◆ EXERCISE BRIEF:
All lines from the one with "Note: identify the red strawberry" onward, through the last line of the records below, are to be retyped word for word.
*** Opening AVAILABLE DATA ***
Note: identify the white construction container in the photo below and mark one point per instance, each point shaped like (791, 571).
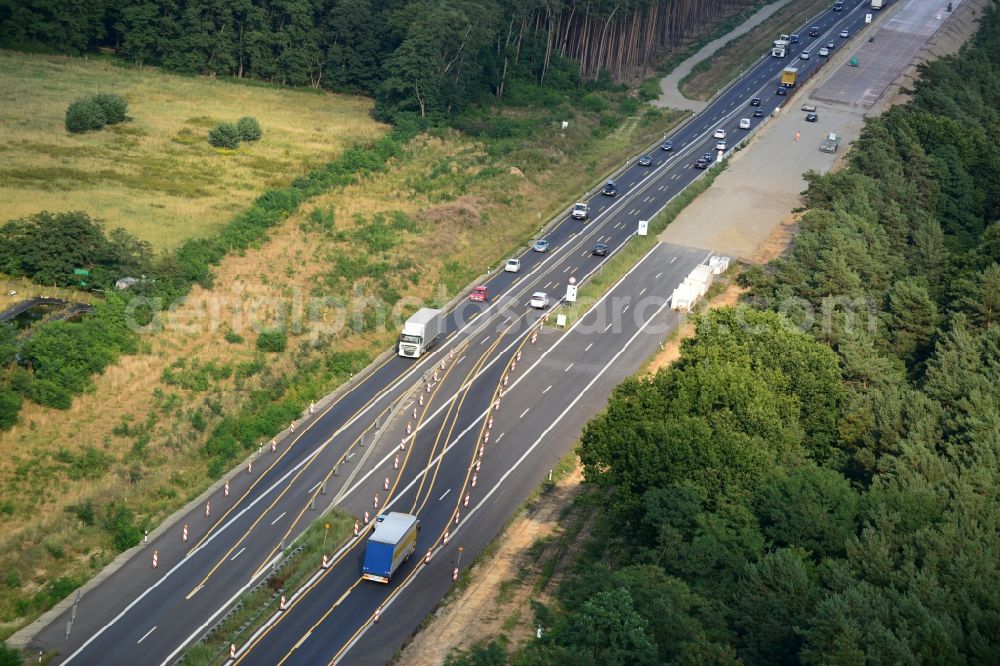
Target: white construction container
(702, 273)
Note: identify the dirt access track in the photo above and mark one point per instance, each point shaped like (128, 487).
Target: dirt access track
(745, 214)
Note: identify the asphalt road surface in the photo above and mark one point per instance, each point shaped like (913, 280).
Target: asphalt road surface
(139, 614)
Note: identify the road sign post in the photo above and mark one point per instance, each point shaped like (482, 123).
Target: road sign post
(571, 291)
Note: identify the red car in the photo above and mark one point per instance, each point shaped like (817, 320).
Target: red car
(479, 294)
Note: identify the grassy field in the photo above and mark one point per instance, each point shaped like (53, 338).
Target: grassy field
(711, 74)
(135, 440)
(156, 175)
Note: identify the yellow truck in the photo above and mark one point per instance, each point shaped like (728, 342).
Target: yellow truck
(789, 77)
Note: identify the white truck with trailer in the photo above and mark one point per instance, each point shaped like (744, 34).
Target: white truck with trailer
(420, 333)
(780, 47)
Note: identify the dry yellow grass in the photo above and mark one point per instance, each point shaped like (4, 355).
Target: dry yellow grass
(480, 216)
(156, 175)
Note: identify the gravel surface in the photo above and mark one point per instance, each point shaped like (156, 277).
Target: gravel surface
(764, 182)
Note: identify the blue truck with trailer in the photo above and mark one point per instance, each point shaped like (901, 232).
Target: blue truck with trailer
(391, 544)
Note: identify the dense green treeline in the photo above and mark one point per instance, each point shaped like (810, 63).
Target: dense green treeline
(428, 57)
(59, 358)
(815, 480)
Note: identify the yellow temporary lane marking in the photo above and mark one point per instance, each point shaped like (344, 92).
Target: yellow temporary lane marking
(291, 444)
(358, 540)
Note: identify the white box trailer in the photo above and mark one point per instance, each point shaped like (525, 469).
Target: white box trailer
(420, 332)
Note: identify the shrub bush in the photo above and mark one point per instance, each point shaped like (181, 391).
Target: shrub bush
(85, 115)
(123, 527)
(249, 128)
(114, 107)
(224, 135)
(272, 341)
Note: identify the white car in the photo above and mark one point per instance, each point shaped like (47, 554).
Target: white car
(539, 300)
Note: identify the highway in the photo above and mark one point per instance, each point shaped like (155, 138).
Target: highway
(139, 614)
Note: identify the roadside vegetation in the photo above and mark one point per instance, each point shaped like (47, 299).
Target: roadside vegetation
(712, 74)
(814, 480)
(622, 261)
(199, 390)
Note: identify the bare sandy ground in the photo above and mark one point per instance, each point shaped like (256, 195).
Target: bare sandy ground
(747, 214)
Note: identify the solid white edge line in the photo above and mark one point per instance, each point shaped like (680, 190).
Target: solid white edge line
(513, 467)
(403, 378)
(146, 635)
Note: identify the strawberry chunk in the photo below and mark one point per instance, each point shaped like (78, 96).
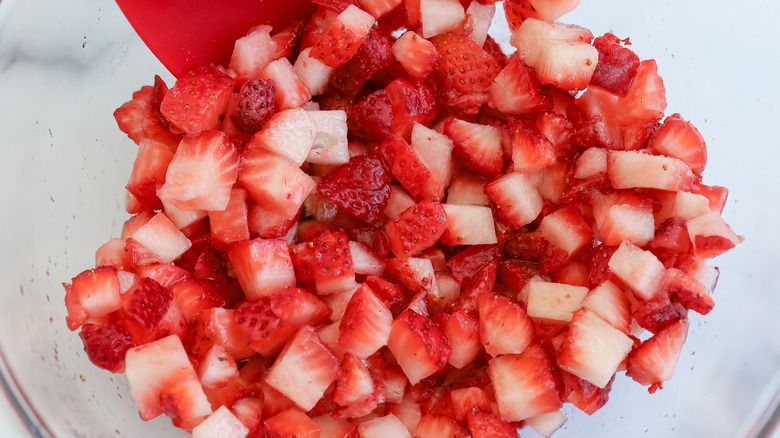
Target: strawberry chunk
(197, 100)
(361, 187)
(416, 228)
(106, 344)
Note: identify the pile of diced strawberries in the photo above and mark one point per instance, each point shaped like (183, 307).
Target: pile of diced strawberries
(376, 223)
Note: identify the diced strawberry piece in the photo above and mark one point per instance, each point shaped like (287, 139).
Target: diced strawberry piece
(147, 303)
(373, 55)
(484, 425)
(355, 389)
(420, 346)
(531, 151)
(197, 100)
(417, 55)
(654, 361)
(291, 423)
(474, 70)
(255, 105)
(148, 173)
(273, 181)
(202, 172)
(433, 425)
(412, 102)
(304, 369)
(416, 228)
(106, 344)
(365, 327)
(92, 295)
(592, 349)
(160, 237)
(266, 332)
(526, 385)
(343, 37)
(162, 379)
(217, 326)
(504, 326)
(404, 164)
(517, 200)
(361, 187)
(617, 65)
(516, 90)
(262, 266)
(140, 118)
(478, 146)
(439, 16)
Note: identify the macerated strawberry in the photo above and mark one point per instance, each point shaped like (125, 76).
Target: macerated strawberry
(255, 105)
(371, 119)
(416, 228)
(361, 187)
(106, 344)
(617, 64)
(466, 72)
(373, 55)
(140, 118)
(365, 327)
(197, 100)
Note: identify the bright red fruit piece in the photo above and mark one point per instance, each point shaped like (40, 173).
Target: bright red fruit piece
(106, 344)
(361, 187)
(196, 101)
(416, 228)
(255, 105)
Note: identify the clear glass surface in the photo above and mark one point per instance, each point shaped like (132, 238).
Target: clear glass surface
(65, 67)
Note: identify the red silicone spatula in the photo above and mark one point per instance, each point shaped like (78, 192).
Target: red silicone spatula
(186, 33)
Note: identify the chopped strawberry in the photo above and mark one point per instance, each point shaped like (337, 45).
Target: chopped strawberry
(484, 425)
(419, 345)
(466, 72)
(141, 118)
(654, 361)
(373, 55)
(197, 100)
(365, 327)
(617, 64)
(343, 37)
(361, 187)
(202, 172)
(304, 369)
(526, 385)
(416, 228)
(255, 105)
(106, 344)
(371, 119)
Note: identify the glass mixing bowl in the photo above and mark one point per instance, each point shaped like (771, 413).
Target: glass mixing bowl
(65, 66)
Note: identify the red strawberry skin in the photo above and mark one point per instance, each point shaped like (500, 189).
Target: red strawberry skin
(197, 100)
(255, 105)
(106, 345)
(361, 187)
(416, 228)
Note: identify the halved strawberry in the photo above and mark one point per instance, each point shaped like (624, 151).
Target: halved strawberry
*** Closing AVAILABLE DATA ***
◆ REPLY TO THE EXERCISE:
Note: identify the red strawberry skin in the photo above and mark one point per instance, each point shaped like (500, 189).
Target: red strawberry skin
(197, 100)
(255, 105)
(106, 345)
(361, 187)
(416, 228)
Note: identify the halved strawberry in the photo above and mark one point per instance, each point shaped like (624, 151).
Target: halved strawberry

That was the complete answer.